*** Given text

Re: [PATCH 2/2] virtio-fs: add multi-queue support

Jingbo Xu <jefflexu@xxxxxxxxxxxxxxxxx> · Wed, 29 May 2024 09:52:06 +0800

On 5/28/24 10:21 PM, Peter-Jan Gootzen wrote:
> On Tue, 2024-05-28 at 21:35 +0800, Jingbo Xu wrote:
>> External email: Use caution opening links or attachments
>>
>>
>> On 5/28/24 7:59 PM, Miklos Szeredi wrote:
>>> On Tue, 28 May 2024 at 10:52, Jingbo Xu <jefflexu@xxxxxxxxxxxxxxxxx>
>>> wrote:
>>>>
>>>> Hi Peter-Jan,
>>>>
>>>> Thanks for the amazing work.
>>>>
>>>> I'd just like to know if you have any plan of making fiq and fiq-
>>>>> lock
>>>> more scalable, e.g. make fiq a per-CPU software queue?
>>>
>>> Doing a per-CPU queue is not necessarily a good idea: async requests
>>> could overload one queue while others are idle.
>>
>> It is in FUSE scenarios (instead of virtiofs). There's no 1:1 mapping
>> between CPUs and daemon threads.  All requests submitted from all CPUs
>> are enqueued in one global pending list, and all daemon threads fetch
>> request to be processed from this global pending list.
> Virtiofsd also works in this thread pool manner with a global pending
> list and many daemon threads fetching from said list.
> 
>>
>>>
>>> One idea is to allow request to go through a per-CPU fast path if
>>> the
>>> respective listener is idle.  Otherwise the request would enter the
>>> default slow queue, where idle listeners would pick requests (like
>>> they do now).
>>
>> I guess "listener" refers to one thread of fuse daemon.
>>
>>
>> When coming to virtiofs scenarios, there's 1:1 mapping between CPUs
>> and
>> hardware queues.  The requests will only be routed to the hardware
>> queue
>> to which the submitter CPU maps, and thus there's no meaning still
>> managing pending requests in one global pending list.  In this case,
>> the
>> per-CPU pending list theoretically can reduce the lock contention on
>> the
>> global pending list.
>>
>>
>> I guess we have an internal RFC on per-CPU pending list for virtiofs.
>> Let me see if this really improves the performance from test.
> I am a bit confused about the software layers we are talking about now.
> We have:
> - FUSE driver (so the kernel FUSE fs driver)

******
*** Record excerpts

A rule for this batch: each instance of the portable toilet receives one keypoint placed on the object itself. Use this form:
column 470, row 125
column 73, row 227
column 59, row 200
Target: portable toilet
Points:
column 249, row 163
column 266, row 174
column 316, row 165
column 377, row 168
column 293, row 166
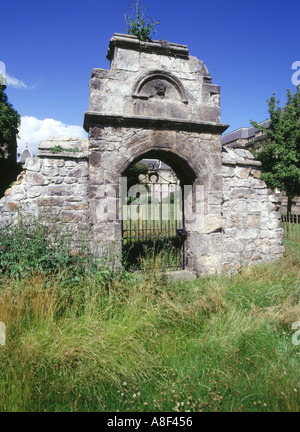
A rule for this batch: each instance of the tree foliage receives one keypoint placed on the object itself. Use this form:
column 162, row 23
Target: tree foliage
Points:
column 133, row 172
column 140, row 26
column 9, row 126
column 279, row 150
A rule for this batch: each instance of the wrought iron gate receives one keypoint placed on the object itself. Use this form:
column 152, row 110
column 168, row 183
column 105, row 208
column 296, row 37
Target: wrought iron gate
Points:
column 152, row 221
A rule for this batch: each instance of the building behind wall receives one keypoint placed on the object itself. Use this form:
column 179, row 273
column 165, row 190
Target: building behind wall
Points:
column 247, row 138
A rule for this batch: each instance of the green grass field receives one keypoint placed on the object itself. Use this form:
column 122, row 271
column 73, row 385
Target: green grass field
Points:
column 121, row 341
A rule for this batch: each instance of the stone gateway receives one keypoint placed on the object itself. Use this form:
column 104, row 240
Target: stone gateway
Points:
column 155, row 102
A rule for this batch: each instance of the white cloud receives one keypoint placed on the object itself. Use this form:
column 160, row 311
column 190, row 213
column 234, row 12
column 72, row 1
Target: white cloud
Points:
column 33, row 130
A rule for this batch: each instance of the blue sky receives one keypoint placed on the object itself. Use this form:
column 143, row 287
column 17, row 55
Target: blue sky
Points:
column 50, row 48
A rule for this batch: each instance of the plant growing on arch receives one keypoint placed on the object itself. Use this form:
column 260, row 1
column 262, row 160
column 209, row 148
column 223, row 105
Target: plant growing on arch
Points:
column 139, row 26
column 279, row 150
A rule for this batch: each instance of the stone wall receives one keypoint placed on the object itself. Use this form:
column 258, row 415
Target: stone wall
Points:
column 252, row 230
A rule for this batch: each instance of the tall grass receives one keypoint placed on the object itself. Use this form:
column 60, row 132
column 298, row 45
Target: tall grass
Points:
column 143, row 342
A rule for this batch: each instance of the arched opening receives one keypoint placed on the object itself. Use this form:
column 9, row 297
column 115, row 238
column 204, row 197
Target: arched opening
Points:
column 153, row 213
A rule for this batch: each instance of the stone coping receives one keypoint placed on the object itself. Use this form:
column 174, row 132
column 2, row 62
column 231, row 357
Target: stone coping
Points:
column 93, row 118
column 156, row 46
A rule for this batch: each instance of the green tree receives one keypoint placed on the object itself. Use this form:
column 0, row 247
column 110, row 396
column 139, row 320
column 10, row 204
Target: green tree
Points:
column 279, row 149
column 9, row 127
column 9, row 123
column 133, row 172
column 139, row 25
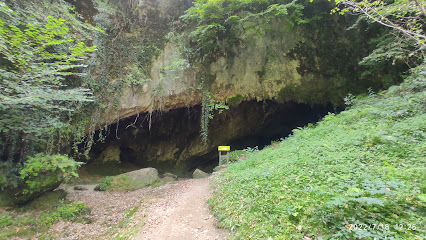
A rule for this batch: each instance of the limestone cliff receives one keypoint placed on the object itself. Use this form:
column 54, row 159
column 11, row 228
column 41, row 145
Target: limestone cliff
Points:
column 312, row 63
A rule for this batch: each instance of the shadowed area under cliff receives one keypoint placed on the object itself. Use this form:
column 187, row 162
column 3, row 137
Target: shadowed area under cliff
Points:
column 172, row 141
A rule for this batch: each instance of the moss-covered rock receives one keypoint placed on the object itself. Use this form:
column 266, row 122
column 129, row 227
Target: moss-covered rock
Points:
column 130, row 181
column 47, row 182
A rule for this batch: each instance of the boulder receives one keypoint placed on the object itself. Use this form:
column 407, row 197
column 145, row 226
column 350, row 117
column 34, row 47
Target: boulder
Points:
column 168, row 179
column 80, row 188
column 46, row 182
column 132, row 180
column 170, row 175
column 199, row 174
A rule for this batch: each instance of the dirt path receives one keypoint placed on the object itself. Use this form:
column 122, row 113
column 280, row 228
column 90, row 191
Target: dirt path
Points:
column 181, row 213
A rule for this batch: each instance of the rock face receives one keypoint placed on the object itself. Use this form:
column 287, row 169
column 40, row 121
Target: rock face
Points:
column 110, row 154
column 199, row 174
column 173, row 144
column 133, row 180
column 313, row 63
column 47, row 182
column 157, row 97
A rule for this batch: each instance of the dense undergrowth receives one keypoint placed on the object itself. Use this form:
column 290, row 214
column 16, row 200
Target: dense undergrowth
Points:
column 359, row 174
column 34, row 220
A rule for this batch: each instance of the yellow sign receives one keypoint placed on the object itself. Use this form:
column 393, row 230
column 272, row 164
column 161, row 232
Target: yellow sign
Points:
column 224, row 148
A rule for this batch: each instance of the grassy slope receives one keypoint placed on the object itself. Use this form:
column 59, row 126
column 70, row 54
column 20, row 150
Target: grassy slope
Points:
column 365, row 165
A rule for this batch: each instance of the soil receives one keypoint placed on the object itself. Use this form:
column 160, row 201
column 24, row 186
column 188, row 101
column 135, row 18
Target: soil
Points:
column 176, row 210
column 182, row 214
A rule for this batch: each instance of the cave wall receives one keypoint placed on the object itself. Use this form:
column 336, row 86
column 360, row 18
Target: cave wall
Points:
column 172, row 142
column 313, row 63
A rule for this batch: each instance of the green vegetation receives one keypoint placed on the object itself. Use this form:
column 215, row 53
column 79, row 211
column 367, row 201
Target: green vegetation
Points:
column 218, row 24
column 28, row 224
column 42, row 59
column 365, row 165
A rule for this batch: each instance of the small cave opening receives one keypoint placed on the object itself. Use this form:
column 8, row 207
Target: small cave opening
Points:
column 171, row 141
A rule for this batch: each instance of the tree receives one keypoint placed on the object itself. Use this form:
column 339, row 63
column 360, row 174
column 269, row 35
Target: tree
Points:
column 406, row 20
column 42, row 56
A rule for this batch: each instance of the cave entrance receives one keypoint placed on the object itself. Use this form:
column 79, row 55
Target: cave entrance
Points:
column 171, row 142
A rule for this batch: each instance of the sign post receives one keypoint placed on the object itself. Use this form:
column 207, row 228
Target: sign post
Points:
column 226, row 150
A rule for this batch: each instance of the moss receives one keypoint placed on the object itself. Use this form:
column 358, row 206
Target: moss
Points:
column 235, row 100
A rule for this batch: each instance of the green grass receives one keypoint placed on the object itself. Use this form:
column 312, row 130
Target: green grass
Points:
column 365, row 165
column 25, row 222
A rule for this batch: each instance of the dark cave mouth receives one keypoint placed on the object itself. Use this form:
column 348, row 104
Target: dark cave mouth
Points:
column 172, row 141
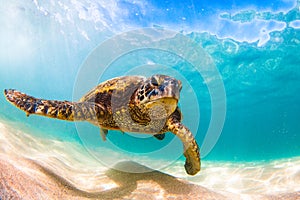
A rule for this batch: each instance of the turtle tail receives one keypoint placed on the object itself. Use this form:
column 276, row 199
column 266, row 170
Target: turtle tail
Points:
column 191, row 149
column 64, row 110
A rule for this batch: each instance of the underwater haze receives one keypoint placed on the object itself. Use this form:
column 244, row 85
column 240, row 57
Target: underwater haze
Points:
column 253, row 45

******

### Required actions
**1)** Reproduce the passage of the virtio-fs thread from "Jingbo Xu <jefflexu@xxxxxxxxxxxxxxxxx> ·" up to and including "the amazing work.".
**2)** In the virtio-fs thread, what reason is given for why a per-CPU queue is not necessarily a good idea?

### Solution list
**1)**
Jingbo Xu <jefflexu@xxxxxxxxxxxxxxxxx> · Wed, 29 May 2024 09:52:06 +0800

On 5/28/24 10:21 PM, Peter-Jan Gootzen wrote:
> On Tue, 2024-05-28 at 21:35 +0800, Jingbo Xu wrote:
>> External email: Use caution opening links or attachments
>>
>>
>> On 5/28/24 7:59 PM, Miklos Szeredi wrote:
>>> On Tue, 28 May 2024 at 10:52, Jingbo Xu <jefflexu@xxxxxxxxxxxxxxxxx>
>>> wrote:
>>>>
>>>> Hi Peter-Jan,
>>>>
>>>> Thanks for the amazing work.

**2)** Async requests could overload one queue while others are idle.